▶ What needs to be done:
Please locate each line in the listing below that contains the word "sword" with matching case, and copy those lines.

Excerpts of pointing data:

┄┄┄┄┄┄┄┄┄┄

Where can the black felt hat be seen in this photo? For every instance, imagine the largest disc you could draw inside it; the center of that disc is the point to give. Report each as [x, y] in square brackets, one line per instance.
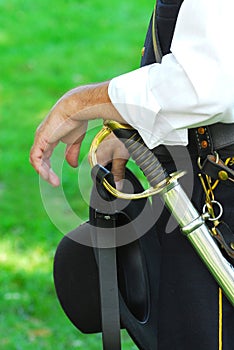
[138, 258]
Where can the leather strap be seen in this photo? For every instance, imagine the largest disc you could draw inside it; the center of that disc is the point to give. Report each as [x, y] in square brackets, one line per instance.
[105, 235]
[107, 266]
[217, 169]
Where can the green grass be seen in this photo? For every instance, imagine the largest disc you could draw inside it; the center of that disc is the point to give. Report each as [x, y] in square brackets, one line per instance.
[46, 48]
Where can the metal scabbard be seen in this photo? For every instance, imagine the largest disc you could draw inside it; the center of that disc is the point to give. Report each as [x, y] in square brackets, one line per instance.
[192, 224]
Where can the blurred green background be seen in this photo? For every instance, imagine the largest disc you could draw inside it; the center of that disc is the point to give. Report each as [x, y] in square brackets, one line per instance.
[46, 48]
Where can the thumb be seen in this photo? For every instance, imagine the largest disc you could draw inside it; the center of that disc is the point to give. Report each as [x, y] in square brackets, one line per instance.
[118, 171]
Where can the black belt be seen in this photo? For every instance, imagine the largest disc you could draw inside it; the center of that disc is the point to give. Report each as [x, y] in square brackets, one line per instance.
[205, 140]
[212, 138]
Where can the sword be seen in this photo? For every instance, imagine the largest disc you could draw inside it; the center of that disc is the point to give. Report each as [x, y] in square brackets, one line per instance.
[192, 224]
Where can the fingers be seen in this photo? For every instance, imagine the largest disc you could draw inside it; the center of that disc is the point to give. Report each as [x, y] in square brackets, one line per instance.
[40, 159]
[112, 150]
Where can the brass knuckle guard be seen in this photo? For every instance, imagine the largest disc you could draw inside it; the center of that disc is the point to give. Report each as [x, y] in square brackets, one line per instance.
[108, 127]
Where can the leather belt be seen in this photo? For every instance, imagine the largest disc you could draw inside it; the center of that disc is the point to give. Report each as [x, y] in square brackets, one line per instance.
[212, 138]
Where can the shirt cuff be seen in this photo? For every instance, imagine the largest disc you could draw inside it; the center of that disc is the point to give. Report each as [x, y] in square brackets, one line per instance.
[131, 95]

┄┄┄┄┄┄┄┄┄┄

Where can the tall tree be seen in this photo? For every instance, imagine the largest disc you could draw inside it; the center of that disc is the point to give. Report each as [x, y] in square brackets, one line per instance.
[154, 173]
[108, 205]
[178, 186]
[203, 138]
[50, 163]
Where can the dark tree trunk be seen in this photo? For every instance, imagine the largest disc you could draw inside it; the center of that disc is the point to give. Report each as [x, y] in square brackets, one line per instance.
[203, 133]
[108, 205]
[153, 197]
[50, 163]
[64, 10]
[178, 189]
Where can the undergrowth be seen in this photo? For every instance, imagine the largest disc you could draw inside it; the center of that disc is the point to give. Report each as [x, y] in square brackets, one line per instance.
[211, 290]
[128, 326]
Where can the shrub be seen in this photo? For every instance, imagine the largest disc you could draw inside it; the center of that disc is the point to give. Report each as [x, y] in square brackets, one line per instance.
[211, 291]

┄┄┄┄┄┄┄┄┄┄

▶ Response to the task:
Where can the sword be seen in this photo? For every instance, imagine the largest disc you could draw inside it; the center of that disc is the point to give. Report each as [x, y] in square brackets, one line per instance.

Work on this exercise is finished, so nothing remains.